**SOURCE PASSAGE:**
====
Input information for the developed programs is: the number and spatial coordinates of pollution sources; names and concentrations of pollutants discharged by pollution sources; special features of the river and the waste water discharge conditions (see Figure 1).


Figure 1
Figure 1: The initial data input modes realized in the package.

Besides of above mentioned, the program package runs service functions of initial data input-output, editing, graphic presentation of received results. There is a standard access to each package program (detailed description is given in the User Manual in Help).


The package workability has been tested in polar modes; the obtained results (see Figure 2) verify algorithms stability and reliability as well as high accuracy of the values computed.


Figure 2
Figure 2: The output results realized in the package.

The program package is developed for IBM-compatible personal computers in operational system WINDOWS.


Application of this software for modeling and simulation of pollutants transport in some rivers of western Georgia are given in [8,9].


Automatic Detection of River Water Excessive Pollution Sources (ADrweps)


One of the urgent problems of environmental monitoring is the problem of identification of emergency discharge sources in order to take measures to eliminate them. This problem is espe-cially urgent for city conditions where the large number of pollution sources do not allow to control of them all. Solution of this problem has not only an ecological effect, but a considerable economic effect that can be achieved by minimization of technical facilities, in particular, measurement equipment needed for separate control of each pollution source. This problem is also urgent for large factories and plants with biochemical waste-water purification, in order to identify those sections or shops that are guilty of waste-water pollution over the norm.


In spite of its urgency, this problem remained unsolved until the following works [10,11]. Simple algorithms, based on a cluster-analysis method and using the simplest model that only takes into account transfer and dilution of pollutants into wastewater, were developed and implemented in the automated waste water control system at the plant at the port of Odessa, in order to detect those shops, among five shops of the plant, which were guilty of the plant waste water emergency pollution [2].


The considered software is intended for automated identification of emergency discharge sources in rivers between two controlled ranges. It is developed for IBM-compatible personal computers in operational systems MS DOS and WINDOWS. Procedures, methods for solution of main problems, algorithms and programs realized in this work are original, belong to the authors and have no analogues. In particular, identification algorithms are developed that are based on methods of cluster-analysis and decision theory and are used according to the volume of a-priori available information. Increasing volumes of which require more complicated decision-making procedures, providing greater accuracy. For the last case, i.e. when the sufficient a-priori information is available, optimal (iterative) and quasi-optimal (analytical) algorithms for iden-tification of emergency pollution sources of river water are developed. Mathematical models of pollutants transfer in rivers that take into account special features of rivers, pollution sources and processes are developed. In particular, one-, two- and three- dimensional diffusion models of pollutants transport, at different initial and boundary conditions, according to special character of watercourse quality formation, were developed. Quantitative assessments allowing one to determine the limits of validity of these models, depending on special features of the watercourse, the pollutants and the type of their discharge, were obtained.
====
(Records from a dataset)
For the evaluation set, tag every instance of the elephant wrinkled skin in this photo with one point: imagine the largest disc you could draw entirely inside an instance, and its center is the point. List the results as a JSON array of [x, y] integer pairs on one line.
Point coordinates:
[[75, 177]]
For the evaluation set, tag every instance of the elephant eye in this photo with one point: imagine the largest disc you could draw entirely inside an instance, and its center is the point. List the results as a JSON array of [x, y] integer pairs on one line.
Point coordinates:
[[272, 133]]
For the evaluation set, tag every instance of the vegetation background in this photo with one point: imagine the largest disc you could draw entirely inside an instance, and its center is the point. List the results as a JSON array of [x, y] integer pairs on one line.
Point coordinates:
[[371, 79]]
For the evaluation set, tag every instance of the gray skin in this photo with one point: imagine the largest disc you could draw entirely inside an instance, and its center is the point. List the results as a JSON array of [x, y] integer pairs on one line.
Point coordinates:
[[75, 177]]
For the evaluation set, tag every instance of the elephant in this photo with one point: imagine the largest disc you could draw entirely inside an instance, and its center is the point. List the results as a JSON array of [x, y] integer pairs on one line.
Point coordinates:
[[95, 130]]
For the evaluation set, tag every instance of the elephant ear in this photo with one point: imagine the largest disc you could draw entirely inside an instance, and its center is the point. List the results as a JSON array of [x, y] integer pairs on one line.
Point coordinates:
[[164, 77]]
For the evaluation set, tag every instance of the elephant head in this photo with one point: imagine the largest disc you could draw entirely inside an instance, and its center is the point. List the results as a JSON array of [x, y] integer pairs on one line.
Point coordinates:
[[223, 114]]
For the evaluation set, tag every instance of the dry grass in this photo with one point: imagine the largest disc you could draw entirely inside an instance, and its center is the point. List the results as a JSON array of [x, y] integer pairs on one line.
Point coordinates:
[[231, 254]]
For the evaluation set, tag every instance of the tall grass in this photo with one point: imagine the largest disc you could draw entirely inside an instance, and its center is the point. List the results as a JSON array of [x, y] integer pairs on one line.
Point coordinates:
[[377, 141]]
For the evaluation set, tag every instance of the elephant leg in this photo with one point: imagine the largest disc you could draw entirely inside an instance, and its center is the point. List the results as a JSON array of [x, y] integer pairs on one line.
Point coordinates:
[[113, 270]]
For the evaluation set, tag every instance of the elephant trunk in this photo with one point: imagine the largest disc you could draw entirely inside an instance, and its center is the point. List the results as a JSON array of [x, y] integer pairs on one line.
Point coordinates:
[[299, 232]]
====
**WHAT YOU NEED TO DO:**
(A) Decide whether each statement below agrees with the river pollution software passage. Answer yes or no for each, and quote the words of the passage that decide it.
(i) The program package was developed for IBM-compatible personal computers running WINDOWS.
(ii) At the plant at the port of Odessa, the algorithms were used to find the guilty shops among ten shops.
(iii) The software for identifying emergency discharge sources runs only under WINDOWS.
(B) Write out the stretch of the river pollution software passage from "The package workability" through "Pollution Sources (ADrweps)", substituting "desktop computers" for "personal computers".
(C) Pick up the river pollution software passage after its last sentence and continue it.

**ANSWERS FOR THE TASKS:**
(A)
(i) Yes: "The program package is developed for IBM-compatible personal computers in operational system WINDOWS."
(ii) No: "among five shops of the plant"
(iii) No: "It is developed for IBM-compatible personal computers in operational systems MS DOS and WINDOWS."

(B)
The package workability has been tested in polar modes; the obtained results (see Figure 2) verify algorithms stability and reliability as well as high accuracy of the values computed.


Figure 2
Figure 2: The output results realized in the package.

The program package is developed for IBM-compatible desktop computers in operational system WINDOWS.


Application of this software for modeling and simulation of pollutants transport in some rivers of western Georgia are given in [8,9].


Automatic Detection of River Water Excessive Pollution Sources (ADrweps)

(C)
Input information for the developed programs is: the number and spatial coordinates of pollution sources; spatial coordinates and a list of parameters measured by automated stations by means of which the river is controlled; names and concentrations of pollutants discharged by pollution sources in normal and possible emergency modes of operation; special features of the river and the waste water discharge conditions (Figure 3,4).


Figure 3
Figure 3: The initial data input modes and calculation regimes realized in the package.
Figure 4
Figure 4: The graphical view of package output information.

Besides of above mentioned, the program package runs service functions of initial data input-output, editing, graphic presentation of received results. There is a standard access to each package program (detailed description is given in the User Manual in Help).


The package workability has been tested in polar modes; the obtained results verify algorithms stability and reliability as well as high accuracy of the values computed.


Automated water quality control system


The automated environmental water quality control systems open wide opportunities for objective control and management of the pollution level of their water environment, which increases the possibility of improving and making the environment life friendly. Such systems are under development in many countries of the world, and these activities become more and more intensive.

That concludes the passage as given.